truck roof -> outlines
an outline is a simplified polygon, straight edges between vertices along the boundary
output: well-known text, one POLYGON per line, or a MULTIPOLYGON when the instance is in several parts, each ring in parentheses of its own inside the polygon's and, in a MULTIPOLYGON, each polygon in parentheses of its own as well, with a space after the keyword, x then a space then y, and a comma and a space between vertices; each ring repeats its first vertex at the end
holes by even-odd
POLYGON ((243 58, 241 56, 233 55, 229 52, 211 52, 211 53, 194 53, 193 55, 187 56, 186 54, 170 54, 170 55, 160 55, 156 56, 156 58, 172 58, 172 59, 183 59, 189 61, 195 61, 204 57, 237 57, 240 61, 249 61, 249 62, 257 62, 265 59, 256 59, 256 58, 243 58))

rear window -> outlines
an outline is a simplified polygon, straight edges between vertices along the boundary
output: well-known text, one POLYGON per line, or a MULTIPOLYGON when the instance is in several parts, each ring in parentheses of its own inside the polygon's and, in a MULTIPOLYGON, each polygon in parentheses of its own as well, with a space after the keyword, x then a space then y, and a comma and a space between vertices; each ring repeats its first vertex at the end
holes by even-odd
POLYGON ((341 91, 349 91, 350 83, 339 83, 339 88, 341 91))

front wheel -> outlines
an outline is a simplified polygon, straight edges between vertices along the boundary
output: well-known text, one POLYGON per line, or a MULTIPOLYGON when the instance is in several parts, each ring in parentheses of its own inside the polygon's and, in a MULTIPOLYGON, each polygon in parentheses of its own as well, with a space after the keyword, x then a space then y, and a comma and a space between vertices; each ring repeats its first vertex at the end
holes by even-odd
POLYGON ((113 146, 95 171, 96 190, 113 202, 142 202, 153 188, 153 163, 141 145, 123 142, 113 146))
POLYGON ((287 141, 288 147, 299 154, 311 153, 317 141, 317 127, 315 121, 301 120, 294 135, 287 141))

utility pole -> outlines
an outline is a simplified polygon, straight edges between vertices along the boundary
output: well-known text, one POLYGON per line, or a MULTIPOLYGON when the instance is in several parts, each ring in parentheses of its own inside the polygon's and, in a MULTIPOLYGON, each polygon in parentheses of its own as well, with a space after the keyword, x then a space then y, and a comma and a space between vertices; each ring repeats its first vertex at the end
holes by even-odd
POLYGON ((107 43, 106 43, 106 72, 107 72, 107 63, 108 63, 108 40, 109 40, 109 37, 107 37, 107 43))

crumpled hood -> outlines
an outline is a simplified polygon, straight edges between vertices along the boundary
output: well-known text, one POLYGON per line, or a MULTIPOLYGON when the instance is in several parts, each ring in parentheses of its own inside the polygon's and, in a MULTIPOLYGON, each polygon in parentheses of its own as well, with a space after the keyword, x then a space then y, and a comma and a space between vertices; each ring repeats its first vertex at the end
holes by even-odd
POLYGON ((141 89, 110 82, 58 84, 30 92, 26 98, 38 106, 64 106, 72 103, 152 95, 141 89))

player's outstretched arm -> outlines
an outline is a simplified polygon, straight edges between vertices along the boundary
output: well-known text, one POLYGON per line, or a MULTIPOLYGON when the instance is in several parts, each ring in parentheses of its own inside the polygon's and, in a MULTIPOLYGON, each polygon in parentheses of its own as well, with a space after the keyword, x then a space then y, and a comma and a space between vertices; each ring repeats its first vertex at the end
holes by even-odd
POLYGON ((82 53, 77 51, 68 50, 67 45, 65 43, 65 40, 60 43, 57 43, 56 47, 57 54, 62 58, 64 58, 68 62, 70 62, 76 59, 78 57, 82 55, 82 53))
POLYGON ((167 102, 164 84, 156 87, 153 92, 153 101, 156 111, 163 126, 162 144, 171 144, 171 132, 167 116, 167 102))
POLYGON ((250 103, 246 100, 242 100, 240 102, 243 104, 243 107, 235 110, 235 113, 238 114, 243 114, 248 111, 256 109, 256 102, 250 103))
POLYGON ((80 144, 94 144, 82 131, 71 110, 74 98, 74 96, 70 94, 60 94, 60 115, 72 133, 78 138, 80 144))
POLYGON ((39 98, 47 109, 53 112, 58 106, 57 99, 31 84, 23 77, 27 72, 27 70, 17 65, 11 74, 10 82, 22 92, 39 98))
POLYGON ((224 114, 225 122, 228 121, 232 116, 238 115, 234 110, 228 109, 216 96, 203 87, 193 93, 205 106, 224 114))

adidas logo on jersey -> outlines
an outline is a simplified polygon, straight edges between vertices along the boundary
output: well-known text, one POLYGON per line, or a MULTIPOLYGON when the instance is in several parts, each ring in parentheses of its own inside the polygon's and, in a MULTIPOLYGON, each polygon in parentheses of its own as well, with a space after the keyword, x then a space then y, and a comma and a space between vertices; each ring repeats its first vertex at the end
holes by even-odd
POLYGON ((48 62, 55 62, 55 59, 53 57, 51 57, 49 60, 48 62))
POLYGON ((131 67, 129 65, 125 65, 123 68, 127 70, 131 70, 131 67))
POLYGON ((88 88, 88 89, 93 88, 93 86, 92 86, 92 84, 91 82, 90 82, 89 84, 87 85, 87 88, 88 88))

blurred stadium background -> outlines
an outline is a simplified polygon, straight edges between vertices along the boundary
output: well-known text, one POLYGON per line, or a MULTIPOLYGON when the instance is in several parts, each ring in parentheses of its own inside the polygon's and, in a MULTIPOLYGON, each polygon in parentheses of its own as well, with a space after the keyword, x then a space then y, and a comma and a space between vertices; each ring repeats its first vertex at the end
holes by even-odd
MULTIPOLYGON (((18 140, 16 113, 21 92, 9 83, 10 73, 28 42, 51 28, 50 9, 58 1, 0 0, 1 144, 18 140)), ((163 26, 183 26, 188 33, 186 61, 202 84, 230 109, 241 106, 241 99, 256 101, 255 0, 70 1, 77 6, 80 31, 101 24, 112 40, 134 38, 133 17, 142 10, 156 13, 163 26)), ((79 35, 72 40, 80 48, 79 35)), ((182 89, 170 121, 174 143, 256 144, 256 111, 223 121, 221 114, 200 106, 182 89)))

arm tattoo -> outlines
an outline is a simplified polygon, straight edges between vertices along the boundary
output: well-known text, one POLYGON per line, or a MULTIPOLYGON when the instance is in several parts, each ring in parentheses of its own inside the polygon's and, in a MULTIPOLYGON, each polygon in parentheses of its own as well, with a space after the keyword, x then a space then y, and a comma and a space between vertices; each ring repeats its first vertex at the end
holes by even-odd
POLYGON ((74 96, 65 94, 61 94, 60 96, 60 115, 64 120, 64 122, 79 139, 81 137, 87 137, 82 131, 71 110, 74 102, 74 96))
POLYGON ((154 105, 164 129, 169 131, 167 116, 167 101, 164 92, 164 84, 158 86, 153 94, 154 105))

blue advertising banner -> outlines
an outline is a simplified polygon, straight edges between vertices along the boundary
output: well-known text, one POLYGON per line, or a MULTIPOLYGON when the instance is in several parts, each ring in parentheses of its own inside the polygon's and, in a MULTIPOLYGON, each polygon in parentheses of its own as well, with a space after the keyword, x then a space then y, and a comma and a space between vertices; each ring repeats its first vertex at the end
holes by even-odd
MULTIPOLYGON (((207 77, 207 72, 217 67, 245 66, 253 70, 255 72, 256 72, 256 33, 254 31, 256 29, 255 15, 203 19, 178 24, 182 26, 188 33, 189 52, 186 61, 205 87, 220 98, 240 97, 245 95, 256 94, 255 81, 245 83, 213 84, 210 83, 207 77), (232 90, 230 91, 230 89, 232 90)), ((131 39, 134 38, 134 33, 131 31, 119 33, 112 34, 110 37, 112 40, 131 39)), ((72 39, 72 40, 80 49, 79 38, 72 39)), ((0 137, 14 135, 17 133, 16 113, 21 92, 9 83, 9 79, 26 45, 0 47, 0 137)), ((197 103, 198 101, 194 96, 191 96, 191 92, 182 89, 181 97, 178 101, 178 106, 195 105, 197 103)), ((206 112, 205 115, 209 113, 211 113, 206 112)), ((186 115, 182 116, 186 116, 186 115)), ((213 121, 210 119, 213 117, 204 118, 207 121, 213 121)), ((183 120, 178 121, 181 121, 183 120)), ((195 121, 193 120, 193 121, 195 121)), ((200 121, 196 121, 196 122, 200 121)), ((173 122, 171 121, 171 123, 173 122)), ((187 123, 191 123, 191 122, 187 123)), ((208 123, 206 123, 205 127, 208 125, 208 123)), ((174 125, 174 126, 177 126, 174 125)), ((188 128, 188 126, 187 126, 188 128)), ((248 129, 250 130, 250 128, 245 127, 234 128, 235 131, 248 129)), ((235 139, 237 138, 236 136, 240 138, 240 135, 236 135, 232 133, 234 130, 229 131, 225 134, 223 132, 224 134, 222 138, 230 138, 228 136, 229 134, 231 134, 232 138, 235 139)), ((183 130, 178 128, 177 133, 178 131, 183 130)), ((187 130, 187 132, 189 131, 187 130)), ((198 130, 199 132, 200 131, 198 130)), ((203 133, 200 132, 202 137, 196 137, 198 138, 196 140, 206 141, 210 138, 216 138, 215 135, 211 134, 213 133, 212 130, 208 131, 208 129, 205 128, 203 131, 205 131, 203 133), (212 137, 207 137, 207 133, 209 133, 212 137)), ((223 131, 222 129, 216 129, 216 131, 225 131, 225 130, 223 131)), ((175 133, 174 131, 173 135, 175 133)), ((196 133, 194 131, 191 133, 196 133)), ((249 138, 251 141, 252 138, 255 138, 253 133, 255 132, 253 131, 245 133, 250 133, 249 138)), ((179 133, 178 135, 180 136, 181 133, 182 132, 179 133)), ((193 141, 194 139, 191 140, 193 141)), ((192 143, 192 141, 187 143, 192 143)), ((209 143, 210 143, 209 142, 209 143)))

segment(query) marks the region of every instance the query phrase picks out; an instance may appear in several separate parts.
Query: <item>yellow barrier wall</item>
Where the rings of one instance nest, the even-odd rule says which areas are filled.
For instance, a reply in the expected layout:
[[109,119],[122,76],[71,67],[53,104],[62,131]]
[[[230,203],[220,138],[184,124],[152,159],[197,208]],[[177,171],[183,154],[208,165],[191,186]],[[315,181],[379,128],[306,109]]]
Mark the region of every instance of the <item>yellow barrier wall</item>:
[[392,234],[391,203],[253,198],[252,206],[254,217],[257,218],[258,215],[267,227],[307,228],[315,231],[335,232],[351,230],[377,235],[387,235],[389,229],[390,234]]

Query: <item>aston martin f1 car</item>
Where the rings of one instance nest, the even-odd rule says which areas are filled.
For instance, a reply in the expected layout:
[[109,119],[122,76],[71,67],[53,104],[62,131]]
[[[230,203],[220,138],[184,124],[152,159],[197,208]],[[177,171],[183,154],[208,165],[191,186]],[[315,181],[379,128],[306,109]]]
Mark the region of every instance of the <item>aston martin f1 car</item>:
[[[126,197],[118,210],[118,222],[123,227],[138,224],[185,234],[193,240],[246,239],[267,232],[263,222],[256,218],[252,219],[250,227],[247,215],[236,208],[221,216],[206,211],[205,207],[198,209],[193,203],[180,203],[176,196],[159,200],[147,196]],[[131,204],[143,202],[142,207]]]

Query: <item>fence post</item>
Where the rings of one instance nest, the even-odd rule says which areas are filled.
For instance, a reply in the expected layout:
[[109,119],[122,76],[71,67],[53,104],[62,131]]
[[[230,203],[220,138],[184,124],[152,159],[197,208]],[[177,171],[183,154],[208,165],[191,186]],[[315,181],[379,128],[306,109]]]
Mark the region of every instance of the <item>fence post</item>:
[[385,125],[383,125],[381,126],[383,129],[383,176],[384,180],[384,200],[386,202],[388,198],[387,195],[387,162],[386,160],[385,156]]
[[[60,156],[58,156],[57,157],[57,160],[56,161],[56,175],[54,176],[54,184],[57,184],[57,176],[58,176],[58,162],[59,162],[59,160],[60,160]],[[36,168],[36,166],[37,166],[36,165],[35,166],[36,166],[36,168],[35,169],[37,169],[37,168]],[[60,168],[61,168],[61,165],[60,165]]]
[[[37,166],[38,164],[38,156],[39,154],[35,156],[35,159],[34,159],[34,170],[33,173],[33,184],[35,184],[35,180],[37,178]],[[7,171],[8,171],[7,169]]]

---*---

[Tugas Anda] Salin ulang baris-baris ini tanpa perubahan, mulai dari baris yang memuat "blurred stadium background -> outlines" dan terus sampai baris yang memuat "POLYGON ((154 105, 164". Kedua baris itu ikut disalin.

[Jawaban]
blurred stadium background -> outlines
an outline is a simplified polygon, straight edges between vertices along the boundary
output: well-known text, one POLYGON per line, or a MULTIPOLYGON when the instance is in several parts, each ring in parentheses of its own inside the polygon's and, in a MULTIPOLYGON, each polygon in parentheses of its own as well, with a space after the keyword, x then a space then y, and a comma and a space between vertices; each ring repeats its first vertex at the end
holes by even-odd
MULTIPOLYGON (((18 140, 16 113, 21 92, 9 83, 10 73, 28 42, 51 28, 50 9, 58 1, 0 0, 1 144, 18 140)), ((163 26, 183 26, 188 33, 186 61, 202 84, 230 109, 241 106, 241 99, 256 101, 255 0, 70 1, 77 6, 80 31, 101 24, 112 40, 134 38, 133 17, 142 10, 156 13, 163 26)), ((79 35, 72 40, 80 48, 79 35)), ((182 89, 170 121, 174 143, 256 144, 256 111, 223 121, 221 114, 200 106, 182 89)))

arm tattoo -> outlines
an outline is a simplified polygon, straight edges between vertices along the boundary
output: well-known text, one POLYGON per line, or a MULTIPOLYGON when the instance is in several parts, each ring in parentheses of its own inside the polygon's and, in a MULTIPOLYGON, each polygon in parentheses of its own as well, with a space after the keyword, x then a space then y, and a comma and a space between vertices; each ring repeats its first vertex at the end
holes by even-odd
POLYGON ((74 96, 65 94, 61 94, 60 96, 60 115, 64 120, 64 122, 79 139, 81 137, 87 137, 82 131, 71 110, 74 102, 74 96))
POLYGON ((154 105, 164 129, 169 131, 167 116, 167 101, 164 92, 164 84, 158 86, 153 94, 154 105))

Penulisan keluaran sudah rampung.